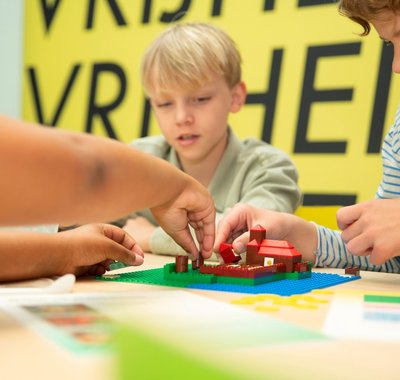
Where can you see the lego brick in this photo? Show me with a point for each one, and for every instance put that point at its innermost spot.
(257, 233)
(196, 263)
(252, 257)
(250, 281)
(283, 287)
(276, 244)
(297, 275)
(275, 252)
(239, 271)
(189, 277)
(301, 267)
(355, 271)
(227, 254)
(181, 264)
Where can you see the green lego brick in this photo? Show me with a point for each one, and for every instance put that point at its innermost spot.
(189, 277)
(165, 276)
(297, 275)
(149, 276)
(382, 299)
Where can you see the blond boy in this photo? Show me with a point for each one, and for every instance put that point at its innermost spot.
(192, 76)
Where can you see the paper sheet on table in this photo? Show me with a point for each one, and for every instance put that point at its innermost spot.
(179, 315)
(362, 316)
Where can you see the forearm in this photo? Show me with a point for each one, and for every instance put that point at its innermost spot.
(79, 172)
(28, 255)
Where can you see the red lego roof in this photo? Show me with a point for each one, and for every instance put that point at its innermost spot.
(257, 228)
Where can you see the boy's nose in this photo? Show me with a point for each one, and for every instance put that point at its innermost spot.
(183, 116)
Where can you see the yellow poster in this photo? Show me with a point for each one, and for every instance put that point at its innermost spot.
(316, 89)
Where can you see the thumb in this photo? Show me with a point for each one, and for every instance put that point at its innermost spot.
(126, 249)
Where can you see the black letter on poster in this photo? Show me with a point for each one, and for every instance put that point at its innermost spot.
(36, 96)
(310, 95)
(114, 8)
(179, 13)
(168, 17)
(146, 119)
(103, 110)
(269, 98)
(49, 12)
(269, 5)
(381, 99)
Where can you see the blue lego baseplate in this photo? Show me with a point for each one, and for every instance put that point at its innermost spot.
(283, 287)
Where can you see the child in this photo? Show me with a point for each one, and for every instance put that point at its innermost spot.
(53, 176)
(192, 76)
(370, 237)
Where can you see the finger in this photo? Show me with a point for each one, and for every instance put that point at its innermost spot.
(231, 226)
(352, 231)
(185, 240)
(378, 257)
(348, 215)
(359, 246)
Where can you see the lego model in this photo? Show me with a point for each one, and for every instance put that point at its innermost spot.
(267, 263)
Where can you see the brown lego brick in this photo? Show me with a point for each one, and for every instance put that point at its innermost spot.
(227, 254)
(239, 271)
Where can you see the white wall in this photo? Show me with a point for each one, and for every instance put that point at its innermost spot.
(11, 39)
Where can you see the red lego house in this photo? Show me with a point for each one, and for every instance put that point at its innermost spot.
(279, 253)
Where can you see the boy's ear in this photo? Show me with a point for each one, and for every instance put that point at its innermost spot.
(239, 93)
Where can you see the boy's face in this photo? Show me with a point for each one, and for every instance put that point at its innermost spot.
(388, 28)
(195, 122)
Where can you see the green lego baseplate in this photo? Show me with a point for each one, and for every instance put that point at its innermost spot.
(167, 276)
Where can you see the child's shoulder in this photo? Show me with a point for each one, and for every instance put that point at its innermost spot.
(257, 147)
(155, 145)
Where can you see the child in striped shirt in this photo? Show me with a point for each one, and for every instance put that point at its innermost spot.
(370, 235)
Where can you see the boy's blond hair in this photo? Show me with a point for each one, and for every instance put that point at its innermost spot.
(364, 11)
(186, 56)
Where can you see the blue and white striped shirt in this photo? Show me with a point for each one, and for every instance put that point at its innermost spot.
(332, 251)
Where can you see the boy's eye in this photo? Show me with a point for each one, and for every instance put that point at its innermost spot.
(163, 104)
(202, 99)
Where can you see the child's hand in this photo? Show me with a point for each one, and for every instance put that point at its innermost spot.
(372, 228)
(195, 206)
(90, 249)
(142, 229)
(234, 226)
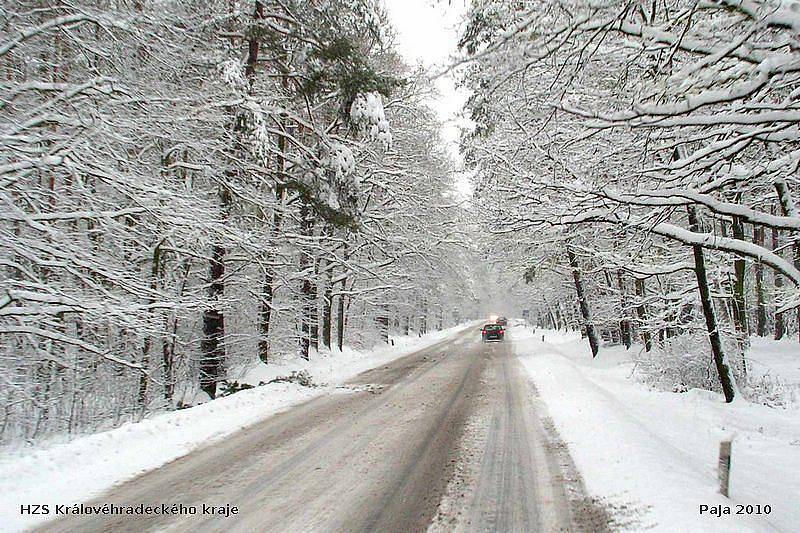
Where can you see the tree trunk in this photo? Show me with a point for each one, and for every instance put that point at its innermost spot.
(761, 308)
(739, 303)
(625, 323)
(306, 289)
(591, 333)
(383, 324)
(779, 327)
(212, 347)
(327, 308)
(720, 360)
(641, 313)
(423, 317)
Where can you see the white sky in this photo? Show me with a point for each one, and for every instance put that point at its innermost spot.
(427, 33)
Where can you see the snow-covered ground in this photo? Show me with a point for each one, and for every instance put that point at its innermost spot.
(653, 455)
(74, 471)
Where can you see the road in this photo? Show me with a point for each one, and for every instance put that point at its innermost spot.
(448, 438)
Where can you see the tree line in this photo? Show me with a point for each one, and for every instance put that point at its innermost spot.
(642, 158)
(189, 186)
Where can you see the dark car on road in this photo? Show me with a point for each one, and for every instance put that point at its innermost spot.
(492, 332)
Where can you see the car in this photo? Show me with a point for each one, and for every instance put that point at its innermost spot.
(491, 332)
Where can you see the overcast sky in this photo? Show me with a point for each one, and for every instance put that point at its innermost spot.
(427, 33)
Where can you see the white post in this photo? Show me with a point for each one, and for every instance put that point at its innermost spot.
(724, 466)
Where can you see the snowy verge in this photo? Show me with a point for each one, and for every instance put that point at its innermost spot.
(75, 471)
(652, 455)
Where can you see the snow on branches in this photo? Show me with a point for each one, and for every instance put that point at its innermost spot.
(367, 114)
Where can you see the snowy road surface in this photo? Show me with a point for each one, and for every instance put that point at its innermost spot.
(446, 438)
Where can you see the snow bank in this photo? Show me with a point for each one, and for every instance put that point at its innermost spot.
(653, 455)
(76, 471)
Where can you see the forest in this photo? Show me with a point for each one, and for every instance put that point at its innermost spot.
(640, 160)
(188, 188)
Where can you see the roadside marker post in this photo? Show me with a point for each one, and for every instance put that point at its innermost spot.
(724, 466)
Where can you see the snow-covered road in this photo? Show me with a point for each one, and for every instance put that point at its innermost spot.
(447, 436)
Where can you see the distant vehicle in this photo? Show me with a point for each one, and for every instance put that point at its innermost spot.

▶ Instructions to follow: Lay out everything from the line containing "Where can you see the roadside" down to the last line of the material, both included, as a JSON list of strings with one string per line and blank lines left out.

▶ Solution to this exercise:
[
  "Where can you see the roadside marker post in this photo? Show me with a point for each one, and for every instance put that point at its innermost spot.",
  "(724, 466)",
  "Where can you see the snow-covered road in this photo? Show me with a point for each one, and for every instance put that point at its innermost spot.",
  "(447, 436)",
  "Where can you see the distant vehicle in this photo? Show me with a point for each one, and for every instance put that point at its innermost spot."
]